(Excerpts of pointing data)
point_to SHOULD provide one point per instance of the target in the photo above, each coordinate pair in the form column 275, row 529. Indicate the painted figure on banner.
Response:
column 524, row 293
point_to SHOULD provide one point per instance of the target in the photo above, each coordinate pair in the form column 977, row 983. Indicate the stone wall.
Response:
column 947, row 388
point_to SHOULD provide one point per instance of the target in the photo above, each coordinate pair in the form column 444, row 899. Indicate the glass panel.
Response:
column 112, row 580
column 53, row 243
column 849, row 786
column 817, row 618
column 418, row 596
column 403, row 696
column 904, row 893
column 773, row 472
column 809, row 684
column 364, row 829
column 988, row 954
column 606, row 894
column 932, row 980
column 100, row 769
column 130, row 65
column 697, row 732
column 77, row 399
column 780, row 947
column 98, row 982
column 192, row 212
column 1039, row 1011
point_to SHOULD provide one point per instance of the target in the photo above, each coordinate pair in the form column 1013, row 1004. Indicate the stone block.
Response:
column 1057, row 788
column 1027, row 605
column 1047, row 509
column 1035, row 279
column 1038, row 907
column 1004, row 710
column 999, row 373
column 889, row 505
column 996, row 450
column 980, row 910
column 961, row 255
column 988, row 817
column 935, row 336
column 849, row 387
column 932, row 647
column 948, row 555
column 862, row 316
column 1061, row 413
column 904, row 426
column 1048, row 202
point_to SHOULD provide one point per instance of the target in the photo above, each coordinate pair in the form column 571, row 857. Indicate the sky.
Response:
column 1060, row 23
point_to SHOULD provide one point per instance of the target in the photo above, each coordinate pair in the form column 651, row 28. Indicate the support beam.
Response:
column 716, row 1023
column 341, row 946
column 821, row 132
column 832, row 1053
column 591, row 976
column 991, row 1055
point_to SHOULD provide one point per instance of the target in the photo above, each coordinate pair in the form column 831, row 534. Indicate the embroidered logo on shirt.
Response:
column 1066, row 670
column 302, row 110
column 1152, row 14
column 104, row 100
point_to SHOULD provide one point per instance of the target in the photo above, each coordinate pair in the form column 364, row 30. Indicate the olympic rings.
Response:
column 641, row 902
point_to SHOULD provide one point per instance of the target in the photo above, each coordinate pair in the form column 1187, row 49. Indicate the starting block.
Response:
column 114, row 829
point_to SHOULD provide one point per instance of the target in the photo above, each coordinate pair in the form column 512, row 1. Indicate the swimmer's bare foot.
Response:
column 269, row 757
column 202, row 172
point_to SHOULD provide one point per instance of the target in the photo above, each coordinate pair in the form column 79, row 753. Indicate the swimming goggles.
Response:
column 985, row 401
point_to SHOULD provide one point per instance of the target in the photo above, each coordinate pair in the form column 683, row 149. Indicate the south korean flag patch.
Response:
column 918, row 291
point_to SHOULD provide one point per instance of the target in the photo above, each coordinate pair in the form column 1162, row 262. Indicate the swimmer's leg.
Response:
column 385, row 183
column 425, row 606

### Task prompt
Return every line of the listing above verbatim, without altering or omitting anything.

### Output for this exercise
point_to SHOULD provide one point per instance of the target in the photo above, each coordinate pair in the form column 275, row 529. Indicate the painted figure on banner.
Response:
column 524, row 293
point_to SHOULD provide one point per instance of the target in the photo above, each coordinate pair in the form column 977, row 983. Indicate the stone wall.
Response:
column 947, row 388
point_to SHOULD provide one point per instance of the target in the photo above, each coordinate pair in the form column 444, row 899. Indicate the glass panel.
Response:
column 112, row 580
column 53, row 243
column 849, row 786
column 817, row 618
column 418, row 596
column 403, row 696
column 904, row 893
column 773, row 472
column 809, row 684
column 364, row 829
column 988, row 954
column 606, row 894
column 932, row 980
column 100, row 769
column 130, row 65
column 697, row 732
column 77, row 399
column 780, row 947
column 98, row 982
column 192, row 212
column 1039, row 1011
point_to SHOULD provide one point per instance of the target in the photo above, each coordinate pair in the form column 1013, row 1004. Indicate the stone block.
Response:
column 1057, row 788
column 1027, row 605
column 1047, row 509
column 1035, row 279
column 1038, row 907
column 1004, row 710
column 999, row 373
column 889, row 505
column 996, row 450
column 980, row 910
column 961, row 255
column 988, row 817
column 935, row 336
column 849, row 387
column 932, row 647
column 948, row 555
column 862, row 316
column 1061, row 413
column 904, row 426
column 1048, row 202
point_to SHOULD provide one point per instance of the target in the photo above, each coordinate pair in the form column 571, row 857. Indicate the sky.
Response:
column 1060, row 23
point_to SHOULD provide one point per instance of the target in the photo above, each coordinate pair in the form column 651, row 28. Indicate the support beam.
Response:
column 716, row 1023
column 341, row 946
column 821, row 132
column 832, row 1053
column 591, row 976
column 991, row 1055
point_to SHOULD provide one point per instance of the target in the photo above, each coordinate pair in the form column 831, row 534. Indicate the embroidered logo on shirt.
Response:
column 1066, row 670
column 302, row 110
column 1152, row 14
column 104, row 100
point_to SHOULD provide one point per instance of the target in the photo above, each coordinate pair in the form column 364, row 30. Indicate the olympic rings.
Response:
column 641, row 902
point_to SHOULD provide one point per instance of the target in the photo above, each coordinate pair in the form column 1187, row 49. Indicate the starting block.
Response:
column 114, row 829
point_to SHOULD provide one point per instance of the target in the photo above, each coordinate pair in the form column 512, row 1. Indicate the swimmer's bare foot.
Response:
column 269, row 757
column 202, row 172
point_to SHOULD provide one point per instance of the target in the photo above, each coordinate pair in the form column 79, row 753. Indicate the swimming goggles.
Response:
column 985, row 401
point_to SHOULD provide one point per instance of the target in the photo above, each coordinate pair in the form column 683, row 149. Indicate the south korean flag patch.
Response:
column 918, row 291
point_to SHOULD provide one point per instance of the target in the photo above, each coordinate pair in the form column 1162, row 262. Indicate the swimmer's leg.
Response:
column 385, row 183
column 425, row 606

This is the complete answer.